What to work on =>
1. From the dynamic_cast thread, extract the stretch from "This won't work" through "A is not polymorphic." word for word.
2. Answer these questions from the dynamic_cast thread:
(a) Which compiler and version is said to give an error if A is not polymorphic?
(b) Which section of ISO/IEC 14882:2003 is quoted?
(c) According to Michael Doubez's first post, what kind of pointers are pa1 and pa2?

Supplied text =>
++++++
I tried to browse the standard to find it but if someone knows where to
look I would appreciate it a lot.

 

[Michael Doubez]

This won't work as dynamic_cast requires polymorphic types, pa1 and pa2 are
void* pointers (not polymorphic), if you meant pa1 and pa2 to be A* pointers

Yes, that's what I meant.

it still won't work as A is not polymorphic.

What do you mean ? A doesn't need to be polymorphic for dynamic_cast<>
to work.

 

[DeMarcus]

Yes, that's what I meant.


What do you mean ? A doesn't need to be polymorphic for dynamic_cast<>
to work.

Actually, yes. According to the standard, it says nothing about that
demand, but according to my compiler (gcc 4.4.1) it gives an error if A
is not polymorphic.

Something is wrong, I agree. Is it because there is no vtable in A?

 

[Michael Tsang]

Actually, yes. According to the standard, it says nothing about that
demand, but according to my compiler (gcc 4.4.1) it gives an error if A
is not polymorphic.

Something is wrong, I agree. Is it because there is no vtable in A?

The standard does say that to cast from base to derived needs a virtual
function in base. (ISO/IEC 14882:2003 Section 5.2.7 Dynamic cast
[expr.dynamic.cast]

1 The result of the expression dynamic_cast<T>(v) (omitted)
2 (omitted)
3 If the type of v is the same as the required result type (omitted), or it
is the same as R except that the class object type in R is move cv-qualified
than the class object type in v, (omitted)
4 (omitted)
5 If T is "pointer to cv1 B" and v has type "pointer to cv2 D" such that B
is a base class of D, (omitted)
6 Otherwise, v shall be a pointer to or an lvalue of a *polymorphic* type.

 

[Michael Doubez]

Actually, yes. According to the standard, it says nothing about that
demand, but according to my compiler (gcc 4.4.1) it gives an error if A
is not polymorphic.

Something is wrong, I agree. Is it because there is no vtable in A?

The standard does say that to cast from base to derived needs a virtual
function in base. (ISO/IEC 14882:2003 Section 5.2.7 Dynamic cast
[expr.dynamic.cast]

1 The result of the expression dynamic_cast<T>(v) (omitted)
2 (omitted)
3 If the type of v is the same as the required result type (omitted), or it
is the same as R except that the class object type in R is move cv-qualified
than the class object type in v, (omitted)
4 (omitted)
5 If T is "pointer to cv1 B" and v has type "pointer to cv2 D" such that B
is a base class of D, (omitted)
++++++
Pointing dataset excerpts
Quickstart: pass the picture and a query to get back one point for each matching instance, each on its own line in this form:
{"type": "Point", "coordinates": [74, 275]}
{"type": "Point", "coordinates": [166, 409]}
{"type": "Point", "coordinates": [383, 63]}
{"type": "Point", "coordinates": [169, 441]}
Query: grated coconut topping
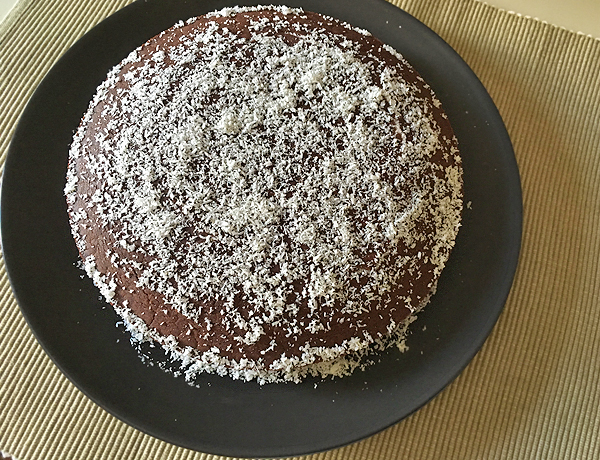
++++++
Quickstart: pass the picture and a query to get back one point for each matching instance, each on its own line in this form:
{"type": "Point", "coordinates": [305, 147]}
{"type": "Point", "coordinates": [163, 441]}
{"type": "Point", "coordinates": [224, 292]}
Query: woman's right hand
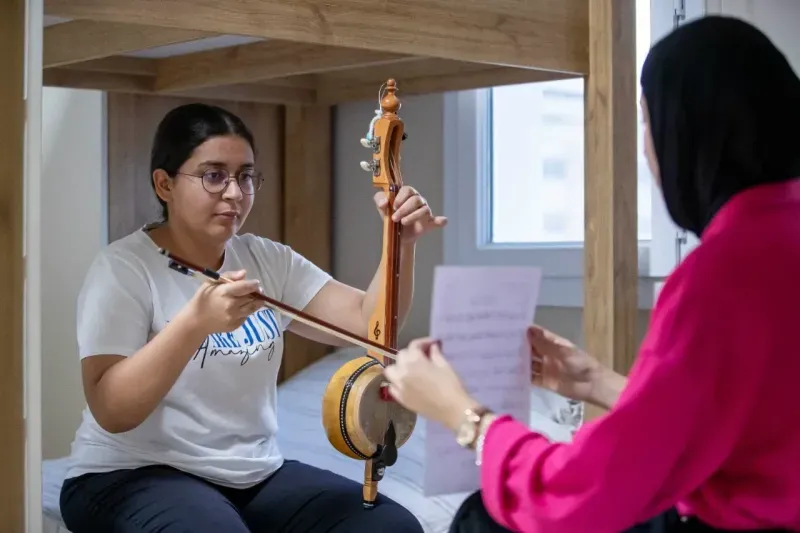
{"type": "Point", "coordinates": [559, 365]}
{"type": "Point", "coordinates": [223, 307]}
++++++
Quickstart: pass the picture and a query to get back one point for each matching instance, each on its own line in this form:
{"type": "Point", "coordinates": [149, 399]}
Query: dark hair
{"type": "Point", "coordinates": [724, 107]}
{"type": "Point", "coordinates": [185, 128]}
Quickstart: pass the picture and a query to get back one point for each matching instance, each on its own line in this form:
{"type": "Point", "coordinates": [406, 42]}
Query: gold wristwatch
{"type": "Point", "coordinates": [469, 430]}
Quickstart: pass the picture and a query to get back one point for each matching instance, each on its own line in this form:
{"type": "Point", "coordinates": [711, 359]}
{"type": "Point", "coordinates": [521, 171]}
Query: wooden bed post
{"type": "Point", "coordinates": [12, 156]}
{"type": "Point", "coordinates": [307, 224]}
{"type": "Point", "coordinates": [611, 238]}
++++++
Expected outputs =>
1.
This won't work as dynamic_cast requires polymorphic types, pa1 and pa2 are
void* pointers (not polymorphic), if you meant pa1 and pa2 to be A* pointers

Yes, that's what I meant.

it still won't work as A is not polymorphic.

2.
(a) gcc 4.4.1
(b) Section 5.2.7, Dynamic cast [expr.dynamic.cast]
(c) void* pointers